*The problem:* Please output every entry below precisely as written.

*Exercise input:*
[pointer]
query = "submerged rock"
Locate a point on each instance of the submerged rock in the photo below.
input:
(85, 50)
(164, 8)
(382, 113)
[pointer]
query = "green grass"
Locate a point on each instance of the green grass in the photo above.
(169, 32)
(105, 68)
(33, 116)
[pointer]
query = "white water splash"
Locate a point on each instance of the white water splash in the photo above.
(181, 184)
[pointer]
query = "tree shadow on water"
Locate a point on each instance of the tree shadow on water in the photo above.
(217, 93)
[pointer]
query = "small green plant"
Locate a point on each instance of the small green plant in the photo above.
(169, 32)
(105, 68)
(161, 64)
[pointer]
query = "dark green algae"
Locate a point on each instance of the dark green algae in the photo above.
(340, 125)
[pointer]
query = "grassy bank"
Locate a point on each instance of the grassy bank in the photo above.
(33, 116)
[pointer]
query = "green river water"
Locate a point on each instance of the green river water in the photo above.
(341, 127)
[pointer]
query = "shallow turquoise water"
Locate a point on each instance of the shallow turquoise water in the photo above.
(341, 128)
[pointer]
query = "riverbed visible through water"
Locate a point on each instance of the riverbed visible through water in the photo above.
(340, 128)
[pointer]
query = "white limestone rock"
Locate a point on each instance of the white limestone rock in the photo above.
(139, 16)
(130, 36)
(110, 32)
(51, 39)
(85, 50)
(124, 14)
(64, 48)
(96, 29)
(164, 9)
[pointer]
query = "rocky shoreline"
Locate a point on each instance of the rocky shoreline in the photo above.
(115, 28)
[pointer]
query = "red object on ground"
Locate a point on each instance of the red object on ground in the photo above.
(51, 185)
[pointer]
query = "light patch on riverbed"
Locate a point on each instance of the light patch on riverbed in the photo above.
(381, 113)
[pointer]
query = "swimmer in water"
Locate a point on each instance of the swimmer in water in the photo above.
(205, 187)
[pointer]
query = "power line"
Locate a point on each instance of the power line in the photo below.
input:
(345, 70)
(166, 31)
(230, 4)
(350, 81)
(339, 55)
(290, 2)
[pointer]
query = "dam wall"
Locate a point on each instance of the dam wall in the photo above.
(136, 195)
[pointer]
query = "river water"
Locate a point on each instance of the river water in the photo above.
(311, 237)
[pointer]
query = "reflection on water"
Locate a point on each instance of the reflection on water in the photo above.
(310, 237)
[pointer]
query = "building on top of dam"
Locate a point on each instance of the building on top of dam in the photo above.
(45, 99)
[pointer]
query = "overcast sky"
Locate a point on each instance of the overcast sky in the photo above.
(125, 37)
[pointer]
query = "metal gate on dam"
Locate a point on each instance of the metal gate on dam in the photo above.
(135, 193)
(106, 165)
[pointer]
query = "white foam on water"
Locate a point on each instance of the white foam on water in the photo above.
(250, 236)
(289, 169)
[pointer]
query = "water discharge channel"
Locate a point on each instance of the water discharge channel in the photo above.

*Exercise output:*
[pointer]
query = "submerged rock"
Locate a point on each instance of the submerged rock in the photo below.
input:
(85, 50)
(164, 8)
(382, 113)
[pointer]
query = "green grass"
Locate a point on each instance of the green grass in the photo above.
(169, 32)
(105, 68)
(33, 116)
[pointer]
query = "white water splash"
Locate a point on each instance of the white water splash in the photo above.
(181, 184)
[pointer]
query = "tree shadow on water"
Locate a point on each instance of the tree shadow on water in the photo above.
(217, 93)
[pointer]
query = "small green plant"
Locate a point on each instance of the small green plant in the photo above.
(169, 32)
(105, 68)
(161, 64)
[pointer]
query = "dark green algae"
Locate a point on each instance of the dark green algae in the photo above.
(340, 125)
[pointer]
query = "grassy bank"
Locate a point on each instance of the grassy bank in the photo above.
(33, 116)
[pointer]
query = "green river water"
Locate a point on each instance of the green river water in the photo above.
(341, 127)
[pointer]
query = "shallow turquoise water"
Locate a point on each instance of the shallow turquoise water in the photo above.
(341, 128)
[pointer]
query = "riverbed visible through water"
Locate a point on each instance of the riverbed visible through water in the photo above.
(340, 128)
[pointer]
query = "white limestone rock"
Locate a point on each instance of the white limestone rock in the photo above.
(139, 16)
(130, 36)
(110, 32)
(51, 39)
(85, 50)
(124, 14)
(64, 48)
(96, 29)
(164, 9)
[pointer]
query = "rocky shoreline"
Locate a point on each instance of the rocky shoreline in the photo above.
(115, 28)
[pointer]
query = "red object on ground"
Locate a point on each instance of the red object on ground in the photo above.
(51, 185)
[pointer]
query = "light patch on riverbed"
Locate a point on each instance of the light patch on riverbed in the photo above.
(381, 113)
[pointer]
query = "swimmer in water"
Locate a point on each instance of the swimmer in water in the photo above.
(205, 187)
[pointer]
query = "power line"
Locate a point on each instance of the power line in the photo below.
input:
(345, 70)
(166, 31)
(230, 4)
(350, 81)
(339, 55)
(290, 2)
[pointer]
query = "dam wall"
Locate a point on each instance of the dam wall in the photo above.
(136, 195)
[pointer]
query = "river water"
Locate a point on each instance of the river water in the photo above.
(311, 237)
[pointer]
query = "reflection on water"
Locate a point on each instance of the reflection on water in the photo above.
(310, 237)
[pointer]
query = "building on top of dam"
Locate a point on each instance of the building on top of dam in the photo above.
(45, 99)
[pointer]
query = "overcast sky"
Locate a point on each instance of the overcast sky in the photo above.
(125, 37)
[pointer]
query = "metal gate on dam"
Locate a point on each instance of the metal gate on dam in the photo above.
(135, 193)
(106, 165)
[pointer]
query = "white foam on water"
Locate a point on each instance of the white foam on water in the photo above.
(250, 236)
(289, 169)
[pointer]
query = "water discharge channel"
Locate a point on each instance of the water discharge channel in the photo above.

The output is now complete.